#### Point-per-instance localization data:
• • • •
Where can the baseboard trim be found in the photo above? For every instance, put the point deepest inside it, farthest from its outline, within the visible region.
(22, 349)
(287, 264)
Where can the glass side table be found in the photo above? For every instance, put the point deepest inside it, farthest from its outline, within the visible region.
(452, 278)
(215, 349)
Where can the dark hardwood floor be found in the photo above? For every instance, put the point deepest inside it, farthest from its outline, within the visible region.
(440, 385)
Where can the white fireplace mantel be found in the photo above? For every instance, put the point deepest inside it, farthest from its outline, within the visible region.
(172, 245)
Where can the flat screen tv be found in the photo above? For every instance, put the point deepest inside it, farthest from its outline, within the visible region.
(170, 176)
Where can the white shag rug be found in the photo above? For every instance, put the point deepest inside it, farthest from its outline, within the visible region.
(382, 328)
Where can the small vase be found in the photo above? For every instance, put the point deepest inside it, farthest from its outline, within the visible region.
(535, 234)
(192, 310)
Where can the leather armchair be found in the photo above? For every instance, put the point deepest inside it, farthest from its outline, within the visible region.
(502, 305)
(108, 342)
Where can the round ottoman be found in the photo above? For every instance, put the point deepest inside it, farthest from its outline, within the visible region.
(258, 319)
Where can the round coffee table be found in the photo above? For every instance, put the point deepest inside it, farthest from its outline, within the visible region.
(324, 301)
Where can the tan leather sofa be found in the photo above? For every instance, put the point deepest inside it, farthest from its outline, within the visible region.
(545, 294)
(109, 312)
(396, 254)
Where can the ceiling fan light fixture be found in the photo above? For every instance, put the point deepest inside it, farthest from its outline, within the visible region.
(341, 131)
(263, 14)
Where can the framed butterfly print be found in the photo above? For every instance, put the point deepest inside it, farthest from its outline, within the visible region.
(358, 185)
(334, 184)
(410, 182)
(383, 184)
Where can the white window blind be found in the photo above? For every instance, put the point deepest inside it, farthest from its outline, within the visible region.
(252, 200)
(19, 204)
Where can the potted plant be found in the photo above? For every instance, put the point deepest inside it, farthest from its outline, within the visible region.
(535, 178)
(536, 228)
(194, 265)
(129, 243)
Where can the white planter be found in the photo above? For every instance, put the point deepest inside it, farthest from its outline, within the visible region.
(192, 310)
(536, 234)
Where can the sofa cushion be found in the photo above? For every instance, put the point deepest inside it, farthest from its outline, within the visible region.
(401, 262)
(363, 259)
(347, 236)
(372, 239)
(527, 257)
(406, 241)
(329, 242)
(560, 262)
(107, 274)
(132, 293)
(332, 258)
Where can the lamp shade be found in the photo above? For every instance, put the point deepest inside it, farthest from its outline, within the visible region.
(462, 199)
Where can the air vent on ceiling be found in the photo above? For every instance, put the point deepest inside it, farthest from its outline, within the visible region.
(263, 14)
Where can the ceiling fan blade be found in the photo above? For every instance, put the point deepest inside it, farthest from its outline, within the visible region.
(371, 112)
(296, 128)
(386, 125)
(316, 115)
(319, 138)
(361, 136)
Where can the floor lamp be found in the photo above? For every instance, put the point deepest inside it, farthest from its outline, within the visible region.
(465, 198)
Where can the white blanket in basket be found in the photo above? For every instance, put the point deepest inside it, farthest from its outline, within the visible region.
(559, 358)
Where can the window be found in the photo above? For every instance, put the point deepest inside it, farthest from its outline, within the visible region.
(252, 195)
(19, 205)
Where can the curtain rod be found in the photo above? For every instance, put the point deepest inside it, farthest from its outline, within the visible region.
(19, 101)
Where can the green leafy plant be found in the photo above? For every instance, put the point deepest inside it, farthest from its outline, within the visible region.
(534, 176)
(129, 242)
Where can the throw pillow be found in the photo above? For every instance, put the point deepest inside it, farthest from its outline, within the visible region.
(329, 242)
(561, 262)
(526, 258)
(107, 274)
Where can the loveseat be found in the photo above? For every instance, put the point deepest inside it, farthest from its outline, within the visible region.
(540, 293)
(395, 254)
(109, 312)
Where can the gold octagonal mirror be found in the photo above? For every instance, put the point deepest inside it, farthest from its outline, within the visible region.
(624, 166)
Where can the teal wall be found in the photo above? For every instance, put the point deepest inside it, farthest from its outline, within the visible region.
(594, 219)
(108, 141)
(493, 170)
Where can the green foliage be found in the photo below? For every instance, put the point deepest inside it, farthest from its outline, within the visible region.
• • • •
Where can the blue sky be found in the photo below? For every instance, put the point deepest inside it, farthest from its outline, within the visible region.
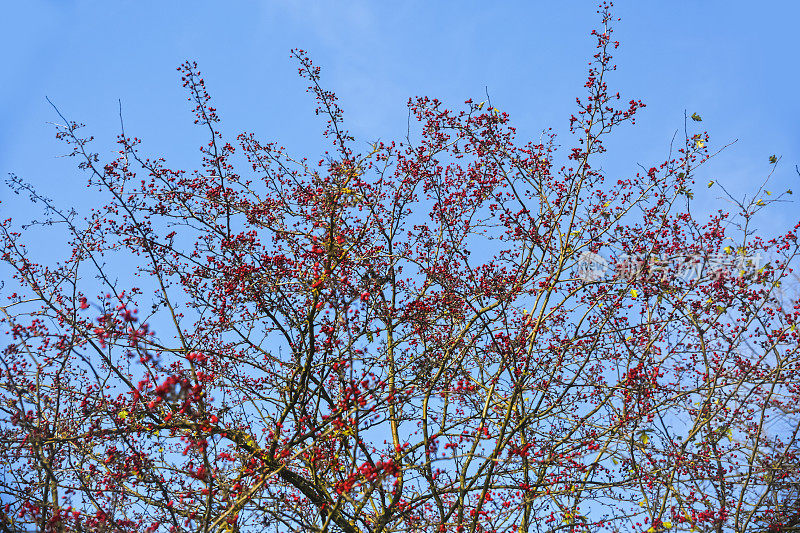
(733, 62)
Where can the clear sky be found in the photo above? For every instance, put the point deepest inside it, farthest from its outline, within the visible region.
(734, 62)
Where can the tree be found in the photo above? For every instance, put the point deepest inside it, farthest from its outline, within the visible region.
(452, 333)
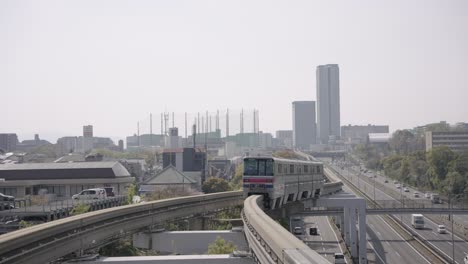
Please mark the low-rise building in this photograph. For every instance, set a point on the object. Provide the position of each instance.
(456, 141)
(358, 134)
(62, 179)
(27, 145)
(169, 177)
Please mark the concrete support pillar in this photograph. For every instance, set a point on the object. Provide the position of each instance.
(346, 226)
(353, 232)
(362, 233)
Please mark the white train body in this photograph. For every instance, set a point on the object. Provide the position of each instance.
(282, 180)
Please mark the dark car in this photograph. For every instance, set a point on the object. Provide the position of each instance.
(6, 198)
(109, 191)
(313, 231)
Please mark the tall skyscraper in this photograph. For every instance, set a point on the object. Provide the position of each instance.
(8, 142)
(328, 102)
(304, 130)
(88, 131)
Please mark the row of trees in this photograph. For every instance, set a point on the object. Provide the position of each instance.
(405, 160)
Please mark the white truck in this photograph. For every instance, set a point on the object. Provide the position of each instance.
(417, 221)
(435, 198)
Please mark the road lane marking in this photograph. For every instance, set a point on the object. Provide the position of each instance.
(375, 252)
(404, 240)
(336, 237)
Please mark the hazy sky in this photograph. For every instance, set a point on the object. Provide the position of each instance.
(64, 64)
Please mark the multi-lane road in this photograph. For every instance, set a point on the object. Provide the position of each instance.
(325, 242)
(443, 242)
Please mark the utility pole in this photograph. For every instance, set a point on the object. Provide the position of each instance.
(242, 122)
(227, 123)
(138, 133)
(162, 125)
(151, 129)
• • • •
#### WORK TO BE COMPLETED:
Start with the line above that contains "Where can the gold" and end with the line that contains "Where can the green foliage". Write out those lines exactly, and only those.

#### RESULT BELOW:
Where can the gold octagonal mirror be found in the photo above? For every instance, put the point deepest inside it, farthest from its outline, within the visible region.
(624, 166)
Where can the teal wall be found in the photo above? For every instance, put the point deepest inside it, farthest from its outline, within the visible region.
(594, 219)
(108, 141)
(493, 170)
Where can the green foliage be found in the photo below? For every instance, put the point deepest inside it, farthest from its outline, within the visible region.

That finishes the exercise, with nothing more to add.